• **EXERCISE PROMPT**: When you reach a picture, pass over it; otherwise repeat the listing word for word.

━━ TASK INPUTS

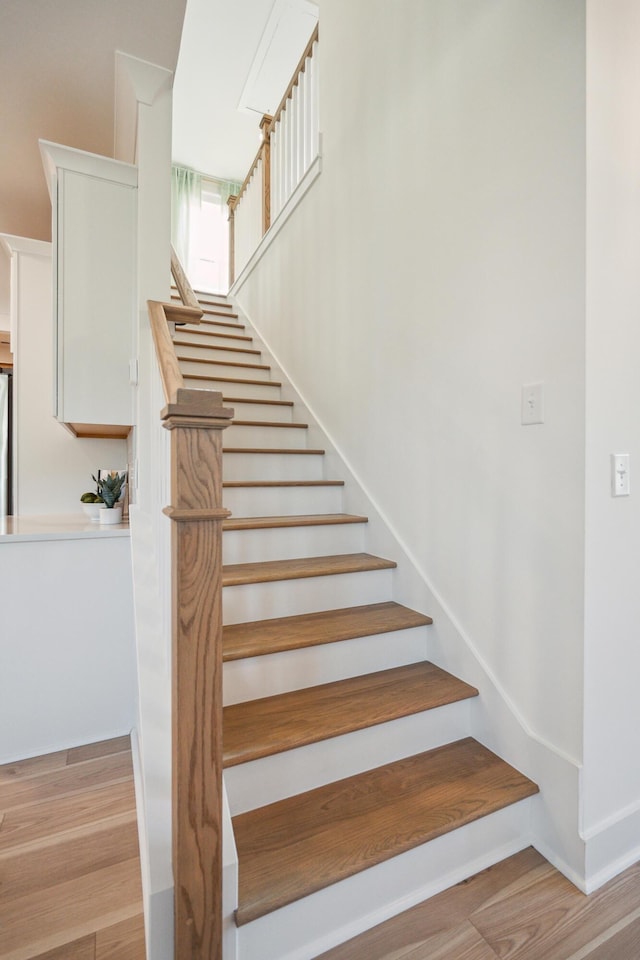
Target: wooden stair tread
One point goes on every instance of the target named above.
(268, 571)
(211, 379)
(348, 826)
(217, 346)
(224, 363)
(279, 403)
(302, 520)
(260, 728)
(293, 451)
(271, 423)
(283, 483)
(218, 323)
(217, 312)
(214, 333)
(261, 637)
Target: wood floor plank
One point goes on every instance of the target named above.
(546, 918)
(104, 748)
(307, 520)
(274, 724)
(67, 780)
(65, 856)
(235, 574)
(31, 822)
(310, 629)
(124, 941)
(463, 942)
(10, 773)
(69, 911)
(622, 945)
(84, 949)
(350, 825)
(436, 917)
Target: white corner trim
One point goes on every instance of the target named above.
(303, 187)
(148, 80)
(611, 821)
(136, 82)
(613, 869)
(57, 157)
(35, 248)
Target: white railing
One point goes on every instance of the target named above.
(294, 134)
(248, 215)
(289, 147)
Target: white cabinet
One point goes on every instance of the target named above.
(94, 204)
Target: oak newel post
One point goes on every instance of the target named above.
(265, 126)
(196, 419)
(231, 203)
(197, 516)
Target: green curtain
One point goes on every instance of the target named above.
(185, 205)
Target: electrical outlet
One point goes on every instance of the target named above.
(532, 403)
(620, 486)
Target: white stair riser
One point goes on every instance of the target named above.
(224, 369)
(209, 351)
(285, 598)
(257, 411)
(285, 543)
(282, 501)
(286, 436)
(257, 391)
(255, 784)
(275, 673)
(307, 928)
(272, 466)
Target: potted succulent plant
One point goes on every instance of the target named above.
(110, 487)
(91, 503)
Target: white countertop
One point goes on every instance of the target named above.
(58, 527)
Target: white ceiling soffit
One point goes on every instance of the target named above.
(224, 47)
(286, 34)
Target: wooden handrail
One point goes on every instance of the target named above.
(185, 289)
(196, 419)
(296, 77)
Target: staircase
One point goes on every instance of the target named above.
(355, 786)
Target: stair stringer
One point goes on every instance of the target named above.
(496, 722)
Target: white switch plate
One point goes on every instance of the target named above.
(532, 409)
(620, 486)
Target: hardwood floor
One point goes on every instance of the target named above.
(521, 909)
(69, 860)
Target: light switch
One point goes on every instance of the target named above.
(620, 475)
(532, 403)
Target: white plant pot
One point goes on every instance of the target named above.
(92, 510)
(110, 515)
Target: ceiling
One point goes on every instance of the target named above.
(235, 62)
(57, 76)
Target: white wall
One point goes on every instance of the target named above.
(52, 467)
(5, 281)
(436, 266)
(144, 108)
(68, 672)
(612, 598)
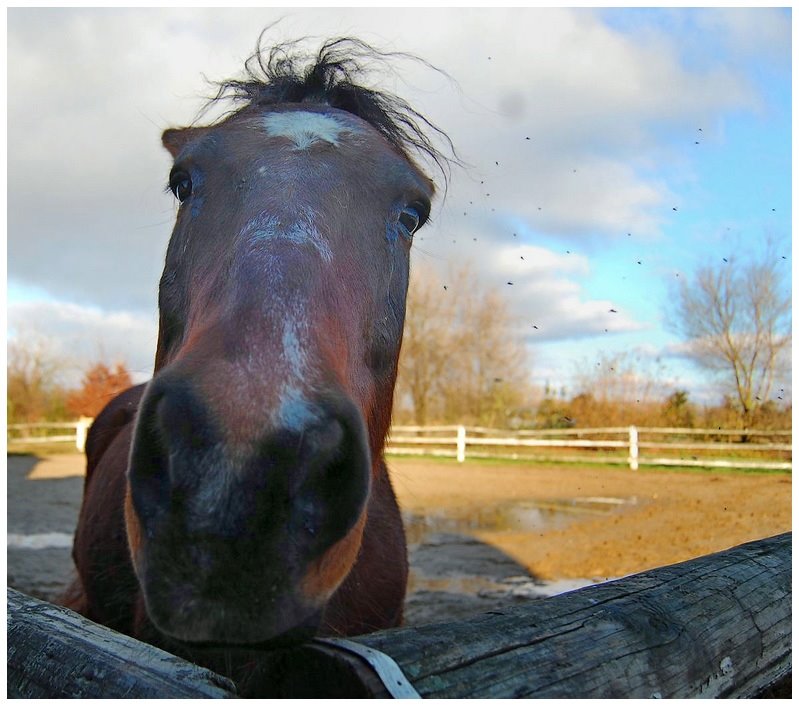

━━━━

• **SOLUTION TO THE PROBLEM**:
Target: wooden stair tread
One point goes on every instance of the target named above.
(268, 571)
(211, 379)
(348, 826)
(217, 346)
(224, 363)
(279, 403)
(302, 520)
(260, 728)
(293, 451)
(271, 423)
(283, 483)
(218, 323)
(217, 312)
(214, 333)
(261, 637)
Target: wood floor plank
One point goes on every instance of the target named above.
(546, 918)
(104, 748)
(307, 520)
(274, 724)
(67, 780)
(65, 856)
(235, 574)
(31, 822)
(310, 629)
(124, 941)
(463, 942)
(10, 773)
(69, 911)
(622, 945)
(84, 949)
(350, 825)
(436, 917)
Target: white corner trim
One point goes on every instance of the target named above.
(303, 187)
(148, 80)
(611, 821)
(136, 82)
(613, 869)
(57, 157)
(35, 248)
Target: white railing
One point goes on every instance of the target named above.
(294, 134)
(248, 215)
(289, 147)
Target: white cabinet
One point goes on every instance of the target named above.
(94, 204)
Target: oak newel post
One point goes on every instance of the target named above.
(265, 126)
(196, 419)
(231, 203)
(197, 516)
Target: green curtain
One point goes on every instance of the target named above.
(185, 205)
Target: electrical outlet
One point goes on every instance of the target named above.
(532, 403)
(620, 486)
Target: white stair riser
One point goes on every instance of the target named above.
(224, 369)
(209, 351)
(285, 598)
(257, 411)
(285, 543)
(282, 501)
(286, 436)
(257, 391)
(255, 784)
(275, 673)
(307, 928)
(272, 466)
Target: potted succulent plant
One point goes on every instance of the target named above.
(110, 487)
(91, 503)
Target: white countertop
One point goes on every instance of the target named above.
(58, 527)
Target: white ceiling soffit
One point goes on every instance of the target named above.
(224, 47)
(286, 34)
Target: wooden handrail
One point goes on every instance of the target named above.
(185, 289)
(196, 419)
(296, 77)
Target: staircase
One point goes on every instance of the target named above.
(355, 786)
Target: stair stringer
One point goes on every instance of the target named above.
(496, 722)
Target: white switch plate
One point goes on every instance of the target named above.
(532, 409)
(620, 486)
Target: hardwood floor
One point goes on every instance of the target named above.
(521, 909)
(69, 860)
Target: light switch
One point goes on every instance of the target named above.
(620, 475)
(532, 403)
Target: white plant pot
One point goes on every instance of the target named above.
(92, 510)
(110, 515)
Target: ceiling
One point goes on every instance of the target named above.
(235, 62)
(57, 76)
Target: white wall
One point goes on every instance of the target named above.
(52, 467)
(5, 281)
(436, 266)
(144, 108)
(68, 672)
(612, 598)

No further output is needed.